• [Prompt] Each record below must be returned exactly as shown.

• [Records to process]
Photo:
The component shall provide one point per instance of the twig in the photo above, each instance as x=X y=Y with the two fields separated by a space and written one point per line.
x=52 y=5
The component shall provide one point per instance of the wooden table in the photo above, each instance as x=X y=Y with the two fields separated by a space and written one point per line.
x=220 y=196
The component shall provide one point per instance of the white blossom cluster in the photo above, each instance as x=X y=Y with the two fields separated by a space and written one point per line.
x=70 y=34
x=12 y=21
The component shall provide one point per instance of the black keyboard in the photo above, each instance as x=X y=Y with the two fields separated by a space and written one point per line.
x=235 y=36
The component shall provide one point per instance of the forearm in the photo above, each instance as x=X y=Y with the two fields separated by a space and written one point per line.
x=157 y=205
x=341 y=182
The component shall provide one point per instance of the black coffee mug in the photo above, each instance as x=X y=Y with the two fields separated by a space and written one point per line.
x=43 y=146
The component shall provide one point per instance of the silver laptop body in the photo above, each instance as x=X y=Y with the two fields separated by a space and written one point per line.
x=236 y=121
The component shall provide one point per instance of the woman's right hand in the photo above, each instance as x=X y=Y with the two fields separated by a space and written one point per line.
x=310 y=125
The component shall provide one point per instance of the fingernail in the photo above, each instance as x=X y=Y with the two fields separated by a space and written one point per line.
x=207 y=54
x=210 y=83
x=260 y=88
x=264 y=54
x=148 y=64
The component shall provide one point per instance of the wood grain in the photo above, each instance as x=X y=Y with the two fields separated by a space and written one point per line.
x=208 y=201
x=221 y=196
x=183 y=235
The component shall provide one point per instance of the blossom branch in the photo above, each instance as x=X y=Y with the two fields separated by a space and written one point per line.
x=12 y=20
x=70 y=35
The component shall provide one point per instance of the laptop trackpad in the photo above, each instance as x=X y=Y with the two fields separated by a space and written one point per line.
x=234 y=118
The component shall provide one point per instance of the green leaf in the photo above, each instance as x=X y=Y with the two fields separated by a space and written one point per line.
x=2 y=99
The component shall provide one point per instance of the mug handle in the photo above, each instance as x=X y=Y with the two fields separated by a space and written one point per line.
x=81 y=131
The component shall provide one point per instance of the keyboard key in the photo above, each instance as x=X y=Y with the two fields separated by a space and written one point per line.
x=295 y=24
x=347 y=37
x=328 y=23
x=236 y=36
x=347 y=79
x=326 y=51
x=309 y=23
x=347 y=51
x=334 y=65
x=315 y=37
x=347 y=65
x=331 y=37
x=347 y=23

• [Correct result]
Photo:
The component shall provide one point per instance of the twig in the photo above, each instance as x=X y=Y with the two fields separated by a space and written one point per line.
x=52 y=5
The component shall provide one point per instance of the wooden table in the photo above, each instance as x=X y=Y with the two fields separated by a space and written one point per line.
x=220 y=196
The component shall provide one point per instance of the white blossom cluster in the photo above, each instance as x=X y=Y with the two fields separated by a space and written one point per line.
x=70 y=34
x=12 y=21
The component shall provide one point per instance of the black keyboard in the photo above, each instance as x=X y=Y with the two fields separated by a space and written one point per line.
x=235 y=36
The component shall provide one point per instance of the forearm in the photo above, each instance as x=X y=Y with the two fields separated by a space and written one point per line.
x=157 y=205
x=341 y=182
The component shall provide one point per instance of the black coffee mug in the photo above, each instance as x=X y=Y with the two fields separated by a space and written one point per line.
x=43 y=146
The component shall provide one point per instance of the silver laptop body in the photo above, each instance as x=X y=Y with the two fields separated by a space and written one point per line.
x=236 y=121
The component shall provide one point per instance of the woman's right hand in the photo above, each instance as x=X y=Y with the two fields separated by a space and written one point per line.
x=310 y=125
The component shall provide one point per instance of the fingernail in the photo above, each instance as x=X y=Y with the two fields separated by a space and written one point per line.
x=207 y=54
x=210 y=83
x=260 y=88
x=264 y=54
x=148 y=64
The component shall provide one point per instance of the wood grain in the photo above, each instance as x=X y=Y with the two fields separated by a space and written one point per line.
x=208 y=201
x=221 y=196
x=183 y=235
The component shall provide one point per instance of the blossom branch in the photo above, each instance as x=X y=Y with the two fields separated by a space and written one point per line.
x=12 y=20
x=70 y=35
The component shall provide one point per instance of the laptop trackpad in the photo above, each instance as x=X y=Y with the two fields separated by a space and written one point per line.
x=234 y=118
The component shall provide one point per instance of the green leaf in the photo above, each instance as x=X y=Y with the two fields separated by a space and written one point per line.
x=2 y=99
The component shall provide one point per instance of the mug handle in the photo above, each instance as x=X y=Y with the two fields separated by a space and written one point per line.
x=81 y=131
The component shall provide one point per instance of the keyboard key in the photo above, each instance as x=X y=Y with the two fields separated by a space and written one point per line.
x=295 y=24
x=347 y=37
x=328 y=23
x=236 y=36
x=347 y=79
x=326 y=51
x=309 y=23
x=347 y=51
x=334 y=65
x=315 y=37
x=347 y=65
x=331 y=37
x=347 y=23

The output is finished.